__Stated exercise__
Take the line that contains "Tag a point on every instance of the patterned" as the first line and the final line of the records as the last; return exactly those lines and the lines between.

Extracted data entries
# # # #
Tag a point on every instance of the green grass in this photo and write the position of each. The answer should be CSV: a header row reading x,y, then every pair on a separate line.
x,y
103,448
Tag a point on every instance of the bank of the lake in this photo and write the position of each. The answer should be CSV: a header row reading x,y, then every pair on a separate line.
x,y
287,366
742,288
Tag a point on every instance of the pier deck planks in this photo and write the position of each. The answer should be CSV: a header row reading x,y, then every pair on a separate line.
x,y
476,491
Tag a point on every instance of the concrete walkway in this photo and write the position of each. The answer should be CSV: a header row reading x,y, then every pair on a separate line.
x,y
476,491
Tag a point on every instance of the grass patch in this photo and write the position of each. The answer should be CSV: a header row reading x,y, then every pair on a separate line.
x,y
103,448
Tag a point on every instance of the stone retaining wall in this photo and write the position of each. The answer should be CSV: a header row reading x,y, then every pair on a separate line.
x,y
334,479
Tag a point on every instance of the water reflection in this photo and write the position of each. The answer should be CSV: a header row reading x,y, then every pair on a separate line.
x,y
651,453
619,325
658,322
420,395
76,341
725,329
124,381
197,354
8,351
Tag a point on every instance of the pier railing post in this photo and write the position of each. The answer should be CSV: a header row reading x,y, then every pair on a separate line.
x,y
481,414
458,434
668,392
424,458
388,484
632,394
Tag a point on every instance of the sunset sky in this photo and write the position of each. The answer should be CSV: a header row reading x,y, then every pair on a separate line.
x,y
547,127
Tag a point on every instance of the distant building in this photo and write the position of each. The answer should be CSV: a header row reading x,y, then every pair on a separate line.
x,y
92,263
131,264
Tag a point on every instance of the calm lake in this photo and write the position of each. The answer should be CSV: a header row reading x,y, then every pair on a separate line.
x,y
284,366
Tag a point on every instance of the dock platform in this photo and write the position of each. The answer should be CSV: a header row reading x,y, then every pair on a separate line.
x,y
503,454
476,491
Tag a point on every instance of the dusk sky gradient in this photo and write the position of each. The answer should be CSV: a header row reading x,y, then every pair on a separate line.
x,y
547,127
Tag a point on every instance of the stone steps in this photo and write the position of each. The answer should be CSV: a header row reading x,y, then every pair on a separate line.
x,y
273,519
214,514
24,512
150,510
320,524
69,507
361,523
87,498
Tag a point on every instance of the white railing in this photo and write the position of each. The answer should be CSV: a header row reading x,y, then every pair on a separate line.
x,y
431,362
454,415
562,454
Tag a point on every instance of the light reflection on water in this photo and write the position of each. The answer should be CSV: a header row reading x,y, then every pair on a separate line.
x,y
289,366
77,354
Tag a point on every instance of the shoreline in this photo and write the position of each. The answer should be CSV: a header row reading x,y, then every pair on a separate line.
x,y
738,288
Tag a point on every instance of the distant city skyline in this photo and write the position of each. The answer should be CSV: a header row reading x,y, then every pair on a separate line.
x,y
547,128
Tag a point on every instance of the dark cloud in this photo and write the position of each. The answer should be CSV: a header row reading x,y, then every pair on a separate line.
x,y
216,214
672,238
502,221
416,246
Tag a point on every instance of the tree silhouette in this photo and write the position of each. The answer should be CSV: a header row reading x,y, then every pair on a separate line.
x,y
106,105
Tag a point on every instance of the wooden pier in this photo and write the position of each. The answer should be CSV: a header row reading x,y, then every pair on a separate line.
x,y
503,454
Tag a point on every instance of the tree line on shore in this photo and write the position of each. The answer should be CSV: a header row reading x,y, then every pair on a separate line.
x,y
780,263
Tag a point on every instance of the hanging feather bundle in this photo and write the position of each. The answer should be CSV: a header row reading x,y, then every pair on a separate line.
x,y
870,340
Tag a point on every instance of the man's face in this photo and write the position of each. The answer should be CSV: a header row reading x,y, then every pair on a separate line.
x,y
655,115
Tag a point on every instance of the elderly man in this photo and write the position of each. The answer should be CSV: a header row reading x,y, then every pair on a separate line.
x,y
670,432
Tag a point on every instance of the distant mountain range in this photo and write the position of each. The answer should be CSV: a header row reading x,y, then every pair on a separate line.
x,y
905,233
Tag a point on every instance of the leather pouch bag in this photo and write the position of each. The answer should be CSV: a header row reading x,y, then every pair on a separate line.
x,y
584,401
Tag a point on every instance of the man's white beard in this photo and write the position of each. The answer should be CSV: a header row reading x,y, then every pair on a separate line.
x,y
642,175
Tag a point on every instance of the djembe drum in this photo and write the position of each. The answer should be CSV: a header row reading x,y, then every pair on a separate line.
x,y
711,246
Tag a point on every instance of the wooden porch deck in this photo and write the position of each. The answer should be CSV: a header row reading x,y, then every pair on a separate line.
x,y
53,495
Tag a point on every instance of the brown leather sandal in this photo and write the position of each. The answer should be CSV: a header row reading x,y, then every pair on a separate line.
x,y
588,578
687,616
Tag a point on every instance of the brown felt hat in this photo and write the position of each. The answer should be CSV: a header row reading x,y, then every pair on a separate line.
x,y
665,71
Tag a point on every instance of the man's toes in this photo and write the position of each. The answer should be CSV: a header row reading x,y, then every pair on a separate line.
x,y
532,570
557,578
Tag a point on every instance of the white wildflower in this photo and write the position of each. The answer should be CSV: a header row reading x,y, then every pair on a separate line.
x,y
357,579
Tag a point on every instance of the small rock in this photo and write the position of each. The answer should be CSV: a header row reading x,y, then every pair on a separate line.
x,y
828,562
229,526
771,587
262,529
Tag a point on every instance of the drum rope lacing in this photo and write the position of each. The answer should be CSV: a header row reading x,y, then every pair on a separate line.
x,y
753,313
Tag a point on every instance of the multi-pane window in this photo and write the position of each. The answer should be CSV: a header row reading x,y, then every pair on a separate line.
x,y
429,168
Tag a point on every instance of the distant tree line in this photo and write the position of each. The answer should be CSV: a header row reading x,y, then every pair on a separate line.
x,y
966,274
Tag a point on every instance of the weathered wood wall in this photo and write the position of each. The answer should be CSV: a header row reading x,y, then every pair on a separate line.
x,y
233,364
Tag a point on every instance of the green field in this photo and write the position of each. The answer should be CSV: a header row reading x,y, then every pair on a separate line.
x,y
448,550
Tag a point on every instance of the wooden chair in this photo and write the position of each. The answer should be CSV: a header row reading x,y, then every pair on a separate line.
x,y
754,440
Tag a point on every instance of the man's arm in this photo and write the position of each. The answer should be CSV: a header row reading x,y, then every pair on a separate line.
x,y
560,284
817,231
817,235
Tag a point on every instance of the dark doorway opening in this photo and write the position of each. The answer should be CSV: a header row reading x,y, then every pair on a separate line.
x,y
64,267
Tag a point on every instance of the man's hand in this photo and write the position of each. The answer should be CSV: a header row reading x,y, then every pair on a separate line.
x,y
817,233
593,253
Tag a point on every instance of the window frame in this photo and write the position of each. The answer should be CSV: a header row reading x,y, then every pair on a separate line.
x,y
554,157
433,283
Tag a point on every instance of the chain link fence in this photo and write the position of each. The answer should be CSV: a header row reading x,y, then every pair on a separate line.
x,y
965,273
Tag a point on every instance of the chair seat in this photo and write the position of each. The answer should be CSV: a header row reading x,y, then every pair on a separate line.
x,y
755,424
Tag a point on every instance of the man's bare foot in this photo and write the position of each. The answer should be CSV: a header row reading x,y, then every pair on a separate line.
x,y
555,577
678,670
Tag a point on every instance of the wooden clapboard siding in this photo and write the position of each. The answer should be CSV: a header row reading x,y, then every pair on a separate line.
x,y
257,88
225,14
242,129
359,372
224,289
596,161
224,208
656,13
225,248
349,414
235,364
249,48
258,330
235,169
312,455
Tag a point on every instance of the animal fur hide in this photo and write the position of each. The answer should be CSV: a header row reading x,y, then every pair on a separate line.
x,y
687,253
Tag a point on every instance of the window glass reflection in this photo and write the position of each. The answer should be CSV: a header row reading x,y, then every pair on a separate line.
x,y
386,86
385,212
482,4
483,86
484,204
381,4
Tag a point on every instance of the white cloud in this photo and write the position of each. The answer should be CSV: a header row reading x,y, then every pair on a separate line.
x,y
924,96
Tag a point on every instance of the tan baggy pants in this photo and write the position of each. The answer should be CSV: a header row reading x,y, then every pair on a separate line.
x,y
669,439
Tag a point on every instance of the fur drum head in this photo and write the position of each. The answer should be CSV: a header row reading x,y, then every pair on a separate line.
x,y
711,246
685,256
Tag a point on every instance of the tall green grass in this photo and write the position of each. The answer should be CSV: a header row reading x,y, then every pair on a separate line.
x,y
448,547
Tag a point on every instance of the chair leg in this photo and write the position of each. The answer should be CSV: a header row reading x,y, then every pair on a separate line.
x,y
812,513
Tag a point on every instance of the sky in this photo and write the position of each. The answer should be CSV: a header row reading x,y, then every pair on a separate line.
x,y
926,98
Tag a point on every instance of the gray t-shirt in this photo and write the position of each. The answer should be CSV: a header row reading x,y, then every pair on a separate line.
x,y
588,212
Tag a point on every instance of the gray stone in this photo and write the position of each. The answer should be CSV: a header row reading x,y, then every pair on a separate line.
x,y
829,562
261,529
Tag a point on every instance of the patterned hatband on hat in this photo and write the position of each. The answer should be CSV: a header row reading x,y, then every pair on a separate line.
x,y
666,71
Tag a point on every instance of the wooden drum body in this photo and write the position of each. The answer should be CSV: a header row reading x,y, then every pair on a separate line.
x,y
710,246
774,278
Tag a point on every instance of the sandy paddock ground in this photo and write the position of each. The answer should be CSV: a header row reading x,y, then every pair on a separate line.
# # # #
__Task output__
Tag a point on every instance of the patterned hatband on hat in this photo and write the position of each. The answer should be CSV: a header row reading x,y, then every pair on a separate line.
x,y
666,71
Tag a point on every instance of the wooden drum body in this photo and write the position of each. The answer should be CSV: a header row reading x,y, then every pair on a separate line.
x,y
710,246
774,278
Tag a point on every instance of the sandy paddock ground in this photo and write the position of each. The answer should be CSV: a header row reading x,y, then every pair on a separate line.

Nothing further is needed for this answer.